#### Passage
Across the old north-south divide, in the poorest region of Africa, the Kananaskis G8 and the new African partners made history as well. They kept their agenda and the world's attention focused on Africa, a region that had dropped off the rich world's radar screen and has been excluded by the benefits of globalization. They produced the ambitious, innovative Africa Action Plan and pledged the money needed to make the whole plan worthwhile. Above all, Nigerian president Olusegun Obasanjo, on behalf of African leaders, said they were "satisfied," and Annan also pronounced that the package was indeed a "good" one.

In its design, the Africa Action Plan was carefully, creatively constructed to meet the need. It started with the call to stop the wars that, as proven over the past decade in the Balkans, kill any chance for democracy and development to emerge. It then backed "good governance" as the essential foundation. It went beyond the Africans' own and G8's past enthusiasm to put gender equality and the empowerment of women in a prominent place. Only after peace, order and good government came the trade and investment liberalization that the Africans require with the north and among themselves if they are mobilize the market to help meet their development needs.

In its delivery, the G8's Africa Action Plan built in some processes to ensure it takes hold. By promising that at least half of the US$12 billion of the newly added official development assistance would be sent to those African countries that lived up to their democratic principles, the G8 leaders gave their African partners at Kananaskis a powerful weapon with which to convince reluctant countries to get on board. The G8 added another US$1 billion to relieve the debt of the highly indebted poorest countries (HIPCs), mostly in Africa, so they could keep their money at home to spend on health, clean water and educating young girls.

Canadian prime minister Jean Chrétien came in with an all-Canadian contribution that opened Canada's market to the exports of these countries. Moreover, the G8 leaders instructed their personal representatives for Africa to work for another year, on the road to the 2003 Summit in France, and committed themselves to review how well they are doing when they meet next year. Most promisingly, at the conclusion of the Kananaskis Summit, French president Jacques Chirac declared that for his summit next year he would adopt the Canadian formula of focusing on a single central theme, and that the theme would again be African development.

The Summit did significant work on a surprisingly broad range of issues, from securing global transportation from terrorists to moving to ensure primary education for all the world's children by 2015. Even so, the leaders missed a few easy opportunities, such as promising to attend the forthcoming World Summit on Sustainable Development in South Africa this fall, and also by failing to invite their new African partners back to the G8 Summit in France next year.
########
- Task instructions
1. In the Kananaskis summit text, how much did the G8 add to relieve the debt of the highly indebted poorest countries?
2. Please reproduce the Kananaskis summit text word for word, from "The Summit did" to "France next year.".
The records below come from a separate source.
#### Recorded information
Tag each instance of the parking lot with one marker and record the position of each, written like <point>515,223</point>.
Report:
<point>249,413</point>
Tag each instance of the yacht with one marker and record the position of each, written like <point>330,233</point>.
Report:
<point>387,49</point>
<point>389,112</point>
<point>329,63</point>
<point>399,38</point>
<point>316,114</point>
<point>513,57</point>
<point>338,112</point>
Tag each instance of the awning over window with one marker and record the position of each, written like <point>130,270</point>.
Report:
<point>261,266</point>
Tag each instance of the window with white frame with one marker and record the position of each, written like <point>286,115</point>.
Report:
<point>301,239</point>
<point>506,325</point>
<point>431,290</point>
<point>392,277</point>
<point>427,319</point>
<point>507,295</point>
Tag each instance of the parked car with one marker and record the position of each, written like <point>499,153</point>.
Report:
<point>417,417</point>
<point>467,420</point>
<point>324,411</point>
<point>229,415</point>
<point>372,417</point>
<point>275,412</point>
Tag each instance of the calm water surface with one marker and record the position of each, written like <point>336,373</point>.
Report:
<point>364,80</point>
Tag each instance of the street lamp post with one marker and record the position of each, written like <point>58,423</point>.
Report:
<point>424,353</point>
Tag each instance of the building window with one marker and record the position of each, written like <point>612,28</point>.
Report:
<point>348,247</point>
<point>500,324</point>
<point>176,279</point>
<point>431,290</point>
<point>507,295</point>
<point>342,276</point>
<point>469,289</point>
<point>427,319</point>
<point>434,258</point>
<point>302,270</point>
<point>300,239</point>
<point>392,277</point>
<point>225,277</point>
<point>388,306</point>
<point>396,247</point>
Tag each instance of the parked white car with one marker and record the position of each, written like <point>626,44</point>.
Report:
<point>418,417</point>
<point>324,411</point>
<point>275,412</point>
########
- Correct answers
1. US$1 billion.

2.
The Summit did significant work on a surprisingly broad range of issues, from securing global transportation from terrorists to moving to ensure primary education for all the world's children by 2015. Even so, the leaders missed a few easy opportunities, such as promising to attend the forthcoming World Summit on Sustainable Development in South Africa this fall, and also by failing to invite their new African partners back to the G8 Summit in France next year.